[Required work] Report every line from the material that contains the word "below".

[Records]
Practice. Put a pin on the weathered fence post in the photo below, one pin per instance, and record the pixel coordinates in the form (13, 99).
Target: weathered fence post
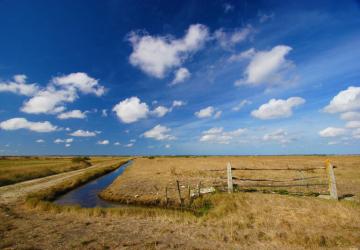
(230, 184)
(332, 180)
(179, 192)
(189, 195)
(199, 189)
(166, 197)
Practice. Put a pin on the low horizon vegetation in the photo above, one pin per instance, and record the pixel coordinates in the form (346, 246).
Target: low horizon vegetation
(17, 169)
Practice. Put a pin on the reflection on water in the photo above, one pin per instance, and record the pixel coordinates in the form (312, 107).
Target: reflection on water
(87, 195)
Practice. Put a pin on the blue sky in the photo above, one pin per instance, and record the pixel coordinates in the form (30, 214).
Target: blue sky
(179, 77)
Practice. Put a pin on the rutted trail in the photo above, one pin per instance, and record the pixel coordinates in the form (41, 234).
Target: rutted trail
(18, 191)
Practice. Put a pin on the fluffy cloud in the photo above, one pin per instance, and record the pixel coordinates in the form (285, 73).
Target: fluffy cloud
(58, 140)
(61, 90)
(217, 135)
(350, 116)
(229, 39)
(356, 133)
(178, 103)
(104, 142)
(104, 113)
(205, 112)
(155, 55)
(22, 123)
(49, 101)
(80, 81)
(277, 108)
(160, 111)
(353, 124)
(279, 135)
(159, 133)
(131, 110)
(241, 105)
(344, 101)
(228, 7)
(75, 114)
(181, 75)
(266, 66)
(19, 86)
(332, 132)
(242, 55)
(83, 133)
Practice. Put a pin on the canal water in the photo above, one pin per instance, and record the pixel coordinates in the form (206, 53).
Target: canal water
(87, 194)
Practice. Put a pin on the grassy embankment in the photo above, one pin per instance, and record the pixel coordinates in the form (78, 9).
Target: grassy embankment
(17, 169)
(233, 220)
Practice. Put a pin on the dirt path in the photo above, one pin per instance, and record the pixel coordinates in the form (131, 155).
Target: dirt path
(18, 191)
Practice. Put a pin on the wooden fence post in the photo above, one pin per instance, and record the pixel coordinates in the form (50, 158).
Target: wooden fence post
(166, 197)
(179, 192)
(229, 174)
(332, 180)
(199, 189)
(189, 195)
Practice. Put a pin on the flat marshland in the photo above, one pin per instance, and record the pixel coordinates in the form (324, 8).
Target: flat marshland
(242, 220)
(16, 169)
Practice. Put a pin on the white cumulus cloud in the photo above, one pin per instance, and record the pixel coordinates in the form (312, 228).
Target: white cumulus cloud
(241, 104)
(19, 86)
(160, 111)
(205, 112)
(350, 116)
(344, 101)
(58, 140)
(131, 110)
(266, 66)
(228, 39)
(280, 136)
(181, 75)
(61, 90)
(178, 103)
(332, 132)
(80, 81)
(353, 124)
(277, 108)
(104, 142)
(73, 114)
(22, 123)
(155, 55)
(83, 133)
(218, 135)
(159, 133)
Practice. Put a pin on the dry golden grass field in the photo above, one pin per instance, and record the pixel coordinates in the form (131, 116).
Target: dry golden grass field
(242, 220)
(145, 181)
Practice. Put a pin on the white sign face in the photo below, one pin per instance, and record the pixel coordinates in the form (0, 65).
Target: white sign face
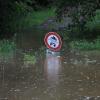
(53, 41)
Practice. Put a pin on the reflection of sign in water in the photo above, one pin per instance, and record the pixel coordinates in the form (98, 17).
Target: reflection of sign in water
(52, 68)
(53, 41)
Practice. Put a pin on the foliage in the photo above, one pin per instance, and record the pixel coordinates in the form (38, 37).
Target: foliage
(32, 18)
(94, 24)
(7, 49)
(85, 45)
(80, 12)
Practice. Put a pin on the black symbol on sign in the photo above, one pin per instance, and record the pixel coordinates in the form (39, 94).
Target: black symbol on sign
(53, 40)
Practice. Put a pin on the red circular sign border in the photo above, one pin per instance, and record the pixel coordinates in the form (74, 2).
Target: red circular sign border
(48, 46)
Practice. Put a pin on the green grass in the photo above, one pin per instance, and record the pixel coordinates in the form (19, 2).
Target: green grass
(95, 22)
(85, 45)
(32, 18)
(7, 48)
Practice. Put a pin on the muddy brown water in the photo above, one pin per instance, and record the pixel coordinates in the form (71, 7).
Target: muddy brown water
(54, 76)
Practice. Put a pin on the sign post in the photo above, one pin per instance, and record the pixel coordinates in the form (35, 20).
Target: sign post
(53, 41)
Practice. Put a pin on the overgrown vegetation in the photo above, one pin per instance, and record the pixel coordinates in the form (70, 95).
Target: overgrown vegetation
(32, 19)
(7, 49)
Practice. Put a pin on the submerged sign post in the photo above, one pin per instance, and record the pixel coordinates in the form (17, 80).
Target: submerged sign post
(53, 41)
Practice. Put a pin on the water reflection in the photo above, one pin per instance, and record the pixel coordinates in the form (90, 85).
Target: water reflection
(52, 66)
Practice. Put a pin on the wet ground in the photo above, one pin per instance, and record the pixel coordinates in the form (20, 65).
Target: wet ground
(71, 75)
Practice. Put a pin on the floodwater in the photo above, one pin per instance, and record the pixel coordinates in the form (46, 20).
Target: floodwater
(71, 75)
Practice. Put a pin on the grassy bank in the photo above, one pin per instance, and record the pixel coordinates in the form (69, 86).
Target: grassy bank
(86, 45)
(7, 48)
(32, 18)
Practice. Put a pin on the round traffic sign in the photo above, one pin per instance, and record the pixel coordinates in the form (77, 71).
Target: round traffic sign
(53, 41)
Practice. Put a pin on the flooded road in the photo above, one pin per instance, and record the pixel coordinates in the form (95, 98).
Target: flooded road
(36, 74)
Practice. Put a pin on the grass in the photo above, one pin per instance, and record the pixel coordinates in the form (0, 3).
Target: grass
(95, 22)
(7, 48)
(32, 18)
(85, 45)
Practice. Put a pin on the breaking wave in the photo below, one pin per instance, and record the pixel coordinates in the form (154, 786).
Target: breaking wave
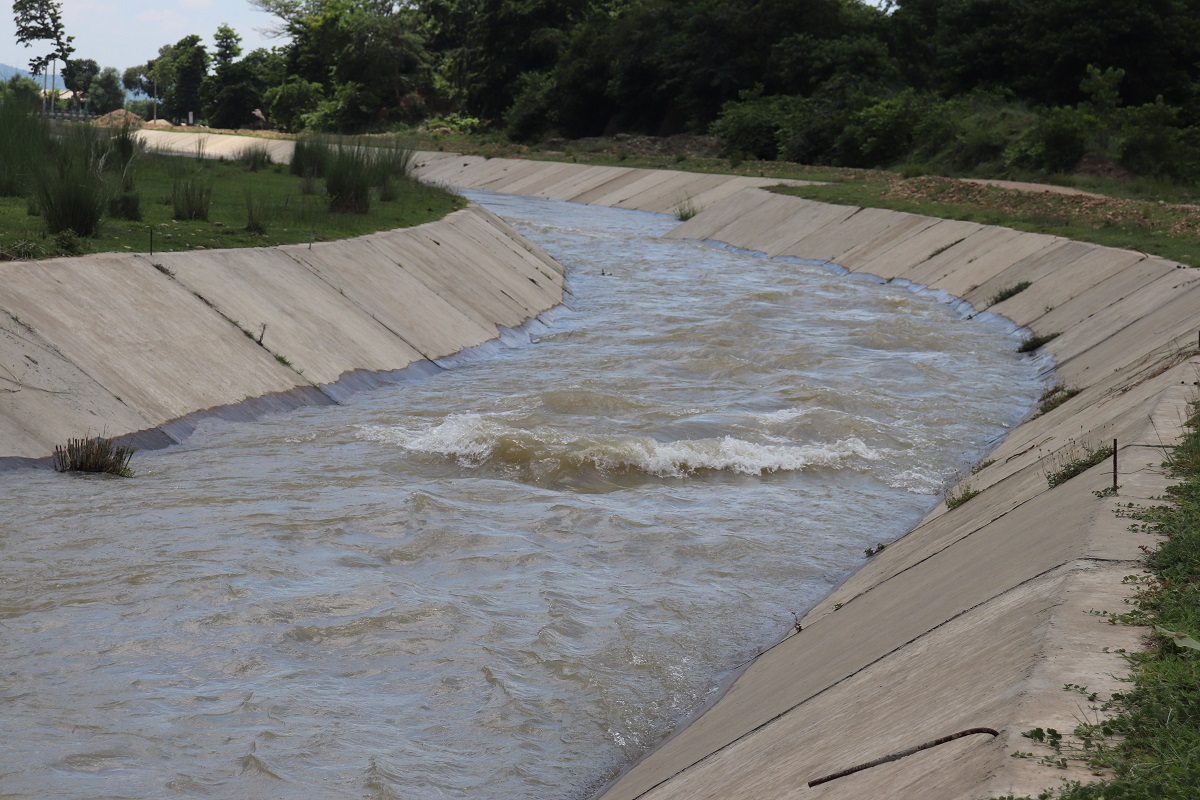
(478, 440)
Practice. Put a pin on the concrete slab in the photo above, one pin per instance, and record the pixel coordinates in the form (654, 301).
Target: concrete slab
(711, 220)
(939, 270)
(1103, 293)
(617, 179)
(46, 400)
(1000, 258)
(831, 242)
(1065, 282)
(585, 179)
(903, 228)
(916, 250)
(309, 322)
(1027, 270)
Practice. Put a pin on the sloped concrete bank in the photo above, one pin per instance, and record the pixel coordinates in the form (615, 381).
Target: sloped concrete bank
(983, 614)
(142, 347)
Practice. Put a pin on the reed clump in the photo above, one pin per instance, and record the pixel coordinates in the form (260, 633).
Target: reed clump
(94, 455)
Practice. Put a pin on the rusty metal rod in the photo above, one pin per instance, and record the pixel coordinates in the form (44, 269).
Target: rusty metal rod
(894, 757)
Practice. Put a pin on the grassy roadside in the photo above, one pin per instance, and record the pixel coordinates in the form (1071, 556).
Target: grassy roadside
(1152, 741)
(1145, 216)
(249, 204)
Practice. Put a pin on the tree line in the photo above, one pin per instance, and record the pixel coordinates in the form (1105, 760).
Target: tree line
(985, 85)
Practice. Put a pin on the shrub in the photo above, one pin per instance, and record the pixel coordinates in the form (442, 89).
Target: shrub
(754, 125)
(885, 131)
(291, 101)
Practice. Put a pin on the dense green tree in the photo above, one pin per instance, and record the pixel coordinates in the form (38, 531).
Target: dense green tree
(106, 92)
(78, 76)
(187, 66)
(229, 95)
(367, 58)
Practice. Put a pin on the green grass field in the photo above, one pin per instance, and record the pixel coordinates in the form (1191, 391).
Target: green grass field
(287, 209)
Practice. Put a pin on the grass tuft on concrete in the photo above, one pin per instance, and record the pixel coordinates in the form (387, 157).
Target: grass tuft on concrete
(94, 455)
(1151, 743)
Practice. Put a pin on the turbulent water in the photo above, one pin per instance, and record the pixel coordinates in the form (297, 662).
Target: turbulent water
(505, 581)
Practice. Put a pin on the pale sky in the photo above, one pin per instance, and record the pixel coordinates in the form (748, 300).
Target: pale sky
(126, 32)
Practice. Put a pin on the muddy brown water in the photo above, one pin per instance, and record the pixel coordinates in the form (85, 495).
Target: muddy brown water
(505, 581)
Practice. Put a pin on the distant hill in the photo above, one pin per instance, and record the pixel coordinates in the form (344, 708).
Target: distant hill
(9, 71)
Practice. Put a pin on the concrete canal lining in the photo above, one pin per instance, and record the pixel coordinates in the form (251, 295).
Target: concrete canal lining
(977, 618)
(141, 347)
(982, 614)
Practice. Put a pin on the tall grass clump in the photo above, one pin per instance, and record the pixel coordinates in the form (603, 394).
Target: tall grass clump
(123, 148)
(24, 143)
(349, 175)
(94, 455)
(191, 196)
(258, 214)
(255, 157)
(393, 156)
(72, 192)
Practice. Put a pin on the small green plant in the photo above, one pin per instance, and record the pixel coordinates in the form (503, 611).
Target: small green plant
(1035, 341)
(94, 455)
(310, 156)
(685, 210)
(349, 175)
(1056, 396)
(1074, 459)
(954, 499)
(256, 157)
(190, 198)
(1011, 292)
(982, 465)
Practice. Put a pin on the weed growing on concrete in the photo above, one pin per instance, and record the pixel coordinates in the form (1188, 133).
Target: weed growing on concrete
(94, 455)
(1056, 396)
(954, 499)
(255, 157)
(1035, 341)
(1011, 292)
(1074, 459)
(685, 210)
(1158, 717)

[Exercise output]
Practice. Put a pin on the weathered fence post in the photo below, one pin per instance, and record the pixel coordinates in the form (13, 99).
Practice. Put a pin on the white sign face in the photo below, one pin per instance, and record the pixel coordinates in the form (0, 65).
Practice. Put a pin on the breaking wave in the photo below, one pin per instance, and record the pixel coordinates in the form (154, 786).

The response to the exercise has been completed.